• [Travail demandé]:
Extrayez du texte sur la verrerie Pochet du Courval le passage qui va de « Guerlain, Chanel, Dior, Mugler, Hermès... Pas » à « de jus français. », sans y changer un mot.

• [Texte fourni]:

+ + +

Guerlain, Chanel, Dior, Mugler, Hermès... Pas un grand parfumeur qui ne commerce avec la verrerie Pochet du Courval, cathédrale industrielle du flaconnage de luxe depuis près de quatre siècles. Nichées au cœur de la vallée verrière de la Bresle aux confins de la Seine-Maritime et de la Somme, les quinze lignes de production de ses trois fours de fusion débitent un million de flacons par jour à un train d'enfer. A peine de quoi fournir une demande en croissance exponentielle depuis que la pandémie reflue et que les asiatiques, chinois en tête, se piquent de jus français.

+ + +

• [Informations extraites]:
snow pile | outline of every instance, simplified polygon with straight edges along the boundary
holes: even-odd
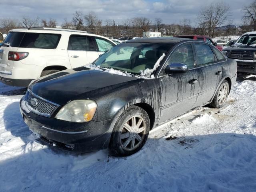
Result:
[[[163,53],[163,54],[156,61],[156,64],[154,66],[153,69],[149,69],[148,68],[146,69],[143,71],[140,71],[140,78],[148,78],[148,77],[150,76],[150,78],[154,79],[155,78],[154,75],[150,75],[153,73],[153,72],[156,70],[156,69],[160,66],[160,62],[163,60],[165,56],[165,54]]]
[[[14,88],[0,83],[1,92]],[[42,145],[20,115],[22,96],[0,95],[0,191],[256,188],[255,78],[237,82],[224,108],[202,108],[156,128],[140,151],[124,158]]]
[[[215,120],[212,115],[210,115],[208,114],[205,114],[204,115],[200,115],[200,116],[196,118],[191,123],[194,124],[204,124],[206,123],[210,123],[210,122]]]
[[[240,36],[237,35],[229,35],[228,36],[221,36],[220,37],[215,37],[212,39],[214,42],[218,41],[218,40],[222,41],[225,41],[226,42],[228,42],[231,40],[236,40],[240,37]]]

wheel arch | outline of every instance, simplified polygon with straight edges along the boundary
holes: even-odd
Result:
[[[62,65],[51,65],[50,66],[47,66],[47,67],[45,67],[43,69],[42,71],[41,74],[42,74],[42,72],[43,71],[47,70],[58,70],[59,71],[63,71],[63,70],[65,70],[66,69],[68,69],[68,68]]]
[[[156,119],[155,112],[154,111],[154,109],[153,109],[152,107],[147,103],[136,103],[133,105],[142,108],[148,114],[150,122],[150,130],[151,130],[153,128],[155,124]]]

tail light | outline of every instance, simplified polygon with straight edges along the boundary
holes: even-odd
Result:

+ + +

• [Solution proposée]:
Guerlain, Chanel, Dior, Mugler, Hermès... Pas un grand parfumeur qui ne commerce avec la verrerie Pochet du Courval, cathédrale industrielle du flaconnage de luxe depuis près de quatre siècles. Nichées au cœur de la vallée verrière de la Bresle aux confins de la Seine-Maritime et de la Somme, les quinze lignes de production de ses trois fours de fusion débitent un million de flacons par jour à un train d'enfer. A peine de quoi fournir une demande en croissance exponentielle depuis que la pandémie reflue et que les asiatiques, chinois en tête, se piquent de jus français.